Brief:
In the lines below, find the one that contains "Each instance receives one point. Annotate the french" and write it out exactly, along with every line that follows it.

Material supplied:
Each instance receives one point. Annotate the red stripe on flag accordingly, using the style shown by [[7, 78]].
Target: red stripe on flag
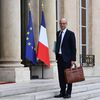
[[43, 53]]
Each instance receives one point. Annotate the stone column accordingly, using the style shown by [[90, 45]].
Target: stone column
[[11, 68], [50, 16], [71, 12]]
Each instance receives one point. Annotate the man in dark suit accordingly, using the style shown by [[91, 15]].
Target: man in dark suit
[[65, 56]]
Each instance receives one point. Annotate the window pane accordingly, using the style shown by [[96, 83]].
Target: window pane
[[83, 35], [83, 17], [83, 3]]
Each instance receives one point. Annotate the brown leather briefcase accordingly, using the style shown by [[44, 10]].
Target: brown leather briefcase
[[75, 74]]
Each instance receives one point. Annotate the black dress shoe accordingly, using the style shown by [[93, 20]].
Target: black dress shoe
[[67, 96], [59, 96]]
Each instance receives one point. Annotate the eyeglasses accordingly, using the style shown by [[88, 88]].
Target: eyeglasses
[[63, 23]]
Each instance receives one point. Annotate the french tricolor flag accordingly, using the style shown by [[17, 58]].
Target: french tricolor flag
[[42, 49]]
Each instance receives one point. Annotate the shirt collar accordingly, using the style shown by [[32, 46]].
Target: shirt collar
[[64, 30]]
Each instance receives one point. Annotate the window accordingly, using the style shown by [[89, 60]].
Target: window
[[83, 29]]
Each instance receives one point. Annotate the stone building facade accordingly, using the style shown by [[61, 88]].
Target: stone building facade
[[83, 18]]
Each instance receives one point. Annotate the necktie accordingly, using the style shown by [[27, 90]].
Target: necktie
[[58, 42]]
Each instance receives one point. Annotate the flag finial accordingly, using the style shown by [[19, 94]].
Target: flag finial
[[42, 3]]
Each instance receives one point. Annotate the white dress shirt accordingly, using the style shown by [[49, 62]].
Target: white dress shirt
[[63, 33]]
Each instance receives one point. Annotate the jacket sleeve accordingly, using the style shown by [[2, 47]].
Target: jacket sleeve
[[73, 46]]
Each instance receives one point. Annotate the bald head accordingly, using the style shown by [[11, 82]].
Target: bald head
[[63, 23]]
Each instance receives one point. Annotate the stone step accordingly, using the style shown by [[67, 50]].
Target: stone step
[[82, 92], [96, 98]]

Answer in full:
Each instance receives one point. Annotate the french tricolor flag accordingly, using the style shown by [[17, 58]].
Target: french tricolor flag
[[42, 49]]
Each instance receives one point. Annotate the shirt collar accordingly, using the style shown by [[32, 46]].
Target: shirt collar
[[64, 30]]
Each instance receives one point. Annotate the window accordingly, using the style shown by [[89, 60]].
Target: window
[[83, 29]]
Each instance receives one point. Annotate the stone building facade accordingly, using the style shown by [[61, 88]].
Target: stone building facade
[[83, 18]]
Each instance receives one point. Annotate the necktie accordingly, using the style shown by [[27, 90]].
Target: necktie
[[58, 42]]
Each instance receives one point. Annotate the flag finial accordingly, using the style shown by [[19, 94]].
Target: flag finial
[[42, 3]]
Each instance receives one point. Annotate the white dress shirt accordingly, using the style shown by [[49, 62]].
Target: white dress shirt
[[63, 33]]
Each instance receives one point. Annotate the jacket sleeve accordingly, using the style shown by [[2, 47]].
Target: jacket sleeve
[[73, 46]]
Each instance receives one point. Annotate the bald head accordingly, using the style shown by [[11, 82]].
Target: bald head
[[63, 23]]
Each instance receives one point. Annotate the stone step accordingly, using the style shown by [[67, 50]].
Target: stone step
[[82, 92], [96, 98]]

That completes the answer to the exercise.